_Written task_
Rewrite every entry below, swapping "set a marker" for "place a pin" and leaving everything else the same.

..........

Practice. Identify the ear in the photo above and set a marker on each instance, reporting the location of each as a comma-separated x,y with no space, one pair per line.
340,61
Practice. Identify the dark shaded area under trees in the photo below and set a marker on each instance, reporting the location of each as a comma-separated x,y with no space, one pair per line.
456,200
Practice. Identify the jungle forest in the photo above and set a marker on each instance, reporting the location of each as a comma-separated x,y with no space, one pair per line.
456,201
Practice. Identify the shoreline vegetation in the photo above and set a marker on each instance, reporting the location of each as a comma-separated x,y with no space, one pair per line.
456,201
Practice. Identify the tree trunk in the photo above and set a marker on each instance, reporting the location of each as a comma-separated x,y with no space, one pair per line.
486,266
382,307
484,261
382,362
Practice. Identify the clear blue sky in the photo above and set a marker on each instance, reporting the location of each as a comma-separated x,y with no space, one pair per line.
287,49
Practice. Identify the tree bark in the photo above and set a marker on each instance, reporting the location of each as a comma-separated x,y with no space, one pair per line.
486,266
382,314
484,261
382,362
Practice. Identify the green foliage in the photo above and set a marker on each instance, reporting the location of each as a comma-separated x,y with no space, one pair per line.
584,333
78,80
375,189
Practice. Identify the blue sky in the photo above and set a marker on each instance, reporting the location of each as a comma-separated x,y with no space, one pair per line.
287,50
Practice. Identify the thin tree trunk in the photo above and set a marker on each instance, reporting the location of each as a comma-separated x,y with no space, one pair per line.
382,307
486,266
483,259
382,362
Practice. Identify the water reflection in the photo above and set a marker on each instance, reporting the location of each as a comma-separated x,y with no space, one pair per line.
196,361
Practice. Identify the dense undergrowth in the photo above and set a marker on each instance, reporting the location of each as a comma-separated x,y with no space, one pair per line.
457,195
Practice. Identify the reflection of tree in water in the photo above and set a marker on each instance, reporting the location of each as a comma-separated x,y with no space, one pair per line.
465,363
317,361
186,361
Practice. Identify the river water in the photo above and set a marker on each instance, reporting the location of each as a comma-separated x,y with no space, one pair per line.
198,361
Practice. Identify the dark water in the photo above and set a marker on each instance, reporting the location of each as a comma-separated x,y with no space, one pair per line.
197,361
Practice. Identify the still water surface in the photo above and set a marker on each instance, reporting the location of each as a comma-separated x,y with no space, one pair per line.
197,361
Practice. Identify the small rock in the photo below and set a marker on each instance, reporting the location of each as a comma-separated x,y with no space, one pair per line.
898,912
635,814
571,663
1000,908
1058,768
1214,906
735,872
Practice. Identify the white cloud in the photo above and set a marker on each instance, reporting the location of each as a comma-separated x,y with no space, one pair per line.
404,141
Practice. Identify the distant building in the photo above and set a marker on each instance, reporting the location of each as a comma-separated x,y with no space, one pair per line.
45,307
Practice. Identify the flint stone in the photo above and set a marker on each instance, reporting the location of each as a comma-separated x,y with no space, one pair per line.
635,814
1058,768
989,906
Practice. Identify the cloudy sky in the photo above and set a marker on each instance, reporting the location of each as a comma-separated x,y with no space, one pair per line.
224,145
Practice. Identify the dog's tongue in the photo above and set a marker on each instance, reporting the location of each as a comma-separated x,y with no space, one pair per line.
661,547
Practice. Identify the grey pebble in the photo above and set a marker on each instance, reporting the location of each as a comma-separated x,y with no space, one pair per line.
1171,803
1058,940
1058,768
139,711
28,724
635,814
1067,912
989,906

..........

_Written response_
Practice. Identify the ear in the photo above and place a pin on each instance, reporting the location of each as a comma-separated x,y with no space, one pair per line.
340,61
Practice. Identify the dark shaded area under trees in the photo below and place a pin on each instance, reporting the location of each as a comma-separated x,y with no space, one pair per line.
456,200
Practice. Identify the jungle forest in the photo above and place a pin on each instance, reporting the location of each as a comma-separated x,y with no space, one pair per line.
456,201
Practice. Identify the shoreline vegetation in the photo above and place a pin on each instance, reporting the location of each as a comma-separated x,y with no space, one pair per line.
456,201
Practice. Identify the tree trunk in the photo above and place a pin on each instance, reporting the location of each as a comma-separated x,y with no space, one pair per line.
486,266
382,307
484,261
382,362
Practice. Identify the clear blue sky in the photo above and place a pin on each instance, reporting the location of each as a comma-separated x,y with no space, one pair per line.
287,49
Practice. Identify the tree bark in the photo above and place a pin on each instance, reporting the location of each as a comma-separated x,y with no space, one pair per line.
486,266
382,314
484,261
382,362
Practice. Identify the green foliage in the photo above and place a pin on each instance, reporting the location of each as a comma-separated x,y with no space, one pair per line.
584,333
78,80
375,189
Practice. Identify the blue sky in the photo above and place a pin on each instance, reporting the location of each as a comma-separated x,y with no space, one pair per line.
287,50
Practice. Identify the thin tree trunk in the photo above and place a pin on each instance, reporting the location of each as a comma-separated x,y with no space, one pair per line.
382,307
486,266
483,259
382,362
Practice. Identify the water reflection in the photo above and place a pin on each instance, reporting the location of each as a comma-separated x,y with no space, one pair per line.
196,361
Practice. Identify the dense undergrowth in the photo above and place a pin on each instance, reporting the location of each as a comma-separated x,y with no space, one pair per line.
457,195
Practice. Identify the reflection of tree in water in the photo above and place a pin on each instance, reporting the location of each as a comma-separated x,y with no space, one pair per line.
465,363
317,361
186,361
Practice. Identify the river water in the photo above and place a pin on each instance, reporting the location of each as a comma-separated x,y with no space, one pair per line.
198,361
Practice. Identify the dark water in the photo above and place a pin on each instance, reporting the location of each as a comma-separated x,y with no space, one pair per line.
197,361
Practice. Identify the still water surface in the photo above and place a pin on each instance, reporting the location of each as a comma-separated x,y with no space, one pair per line.
197,361
Practice. Identify the small rock in the photo below and place a pin on each instance, reporting the location of each as a comma-separated x,y with no space, one pair per line.
898,912
635,814
571,663
1000,908
1058,768
1214,906
735,872
Practice. Identify the white cloud in the photo above and place a pin on each instance, reporting the location of each as a comma-separated x,y with no space, one pair per line.
404,141
Practice. Identify the distant building in the photo above and place a pin on each instance, reporting the location of each as a comma-separated x,y with no space, one pair per line.
45,307
Practice. Identify the flint stone in the photo above and place a pin on each instance, reporting the location of each as a comma-separated x,y with no space, one pair per line.
635,814
1058,768
989,906
Practice. Identify the cloudy sky in the photo above and place a pin on each instance, reporting the location of each as a comma-separated x,y with no space, one pair per line.
224,145
Practice. Identify the dog's tongue in the photo above and place a pin on each instance, reporting the location of each as a comma-separated x,y with no space, one pair per line.
661,547
Practice. Identify the grey pebble in the photo above and place a pin on each instance, reporting the location of each as a comma-separated x,y with no space, one pair per line.
1171,803
1058,940
1058,768
139,711
28,724
635,814
1067,912
989,906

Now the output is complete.